- [GEGEVEN OPDRACHT]
Pak het stuk over vogels hieronder weer op en schrijf verder na de laatste zin.

- [PAGINA]
Hij leerde me dat niet alles is wat het lijkt. Dat de Vlaamse gaai een buizerd kan nabootsen (wat de app niet per se bemerkt). Dat stilte ook iets betekent: dat je aan het plotselinge zwijgen van de kikkers bijvoorbeeld kunt horen dat er een reiger in de buurt is. En dat vogels vaak zwijgen – vooral als jij er bent. 

Een keer hoorden we gekwetter van merels; hij wees op een tak boven ons, waarop… een bosuil zat. Het schemerde, de uil wachtte kennelijk tot het donker was en hij verrassingsaanvallen kon plegen. Tot die tijd probeerden de merels hem te verjagen met duikvluchten. Een andere keer was het stil – de app zei dus ook niets – maar Lievaart wees me op een oranje-zwart-grijs vogeltje dat heen en weer vloog van en naar een oude wilg langs een pad. In de wilg zat een gat. Keek je in het gat, dan zag je een gevederde groepshug van piepende gekraagde-roodstaartkuikens. 

Dit was geen vogels kijken meer; dit was vogels ontmoeten.

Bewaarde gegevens
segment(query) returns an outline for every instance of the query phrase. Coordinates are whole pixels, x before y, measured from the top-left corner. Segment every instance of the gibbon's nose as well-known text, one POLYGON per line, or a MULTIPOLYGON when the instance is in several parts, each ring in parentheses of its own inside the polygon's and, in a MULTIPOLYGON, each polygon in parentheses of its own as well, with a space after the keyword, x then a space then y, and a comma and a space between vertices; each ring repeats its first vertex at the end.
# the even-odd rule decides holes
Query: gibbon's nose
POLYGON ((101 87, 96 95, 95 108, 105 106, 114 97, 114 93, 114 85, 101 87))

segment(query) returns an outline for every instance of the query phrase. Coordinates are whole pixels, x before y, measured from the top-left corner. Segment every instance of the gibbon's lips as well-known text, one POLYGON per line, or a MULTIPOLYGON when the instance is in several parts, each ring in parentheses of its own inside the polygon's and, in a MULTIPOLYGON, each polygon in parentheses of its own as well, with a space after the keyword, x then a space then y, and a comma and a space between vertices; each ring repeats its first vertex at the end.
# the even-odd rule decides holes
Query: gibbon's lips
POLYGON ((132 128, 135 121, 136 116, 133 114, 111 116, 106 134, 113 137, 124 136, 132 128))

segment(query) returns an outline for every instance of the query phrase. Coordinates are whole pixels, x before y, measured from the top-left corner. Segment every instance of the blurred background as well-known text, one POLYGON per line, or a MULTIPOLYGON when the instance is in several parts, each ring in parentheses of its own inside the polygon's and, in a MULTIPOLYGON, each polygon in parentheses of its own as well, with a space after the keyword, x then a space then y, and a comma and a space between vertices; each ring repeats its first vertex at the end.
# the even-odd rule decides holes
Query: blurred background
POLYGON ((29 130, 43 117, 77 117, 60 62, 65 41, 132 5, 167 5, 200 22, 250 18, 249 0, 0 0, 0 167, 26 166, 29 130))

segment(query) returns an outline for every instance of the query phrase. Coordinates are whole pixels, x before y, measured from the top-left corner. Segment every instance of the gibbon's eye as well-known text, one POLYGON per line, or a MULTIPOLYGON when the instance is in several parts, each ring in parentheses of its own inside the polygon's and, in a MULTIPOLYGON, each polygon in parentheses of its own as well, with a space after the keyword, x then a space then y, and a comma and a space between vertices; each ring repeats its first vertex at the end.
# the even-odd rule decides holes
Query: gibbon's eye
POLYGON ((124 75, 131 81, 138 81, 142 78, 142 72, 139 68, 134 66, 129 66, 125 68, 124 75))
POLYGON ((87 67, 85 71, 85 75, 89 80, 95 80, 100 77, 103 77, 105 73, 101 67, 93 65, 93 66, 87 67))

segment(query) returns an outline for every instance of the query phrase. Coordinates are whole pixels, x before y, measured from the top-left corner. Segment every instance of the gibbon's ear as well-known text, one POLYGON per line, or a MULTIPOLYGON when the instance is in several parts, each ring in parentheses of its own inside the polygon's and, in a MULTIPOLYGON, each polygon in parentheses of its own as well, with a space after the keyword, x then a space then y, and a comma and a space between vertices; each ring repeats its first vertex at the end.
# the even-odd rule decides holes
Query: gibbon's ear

- [GESCHREVEN ANTWOORD]
'In principe is alles een buizerd'

Lievaart leerde me ook het belang van humor bij vogelen. Neem zijn vuistregel ‘in principe is alles een buizerd’ (waarmee hij op de proppen kwam steeds als ik dacht bijvoorbeeld een zeearend te hebben gespot).

En dat het niet zo veel uitmaakt of je meteen de naam van een vogel kunt oplepelen. Soms verzon mijn gids Lievaart gewoon een naam, eentje die paste bij de verschijning, ongeveer zoals Adam en Eva dat ooit deden in het Paradijs. Het mysterie, het niet-weten, kan mooier zijn dan de determinatie, vond hij. Het gaat niet om het afvinken van een soort, maar om het aandachtig kijken en luisteren, het openzetten van je zintuigen, het fantaseren, het vragen stellen (Waar zie je de vogel? Wanneer? Wat doet-ie daar?).

Of, in de woorden van Lievaart: ‘Zelf onderzoeken en zelf associaties maken geeft niet alleen veel lol en waardevol avontuur; het wordt ook nog eens beloond met een uitbreidend neuraal netwerk in je dakpan. Deze groei van verbindingen in het brein blijft simpelweg uit door de instant gratification van zo’n app. Zo kun je fluiten naar je persoonlijke ornithologische ontwikkeling!’

Die insteek maakte me wakkerder dan zo’n vogelwekker ooit zou kunnen.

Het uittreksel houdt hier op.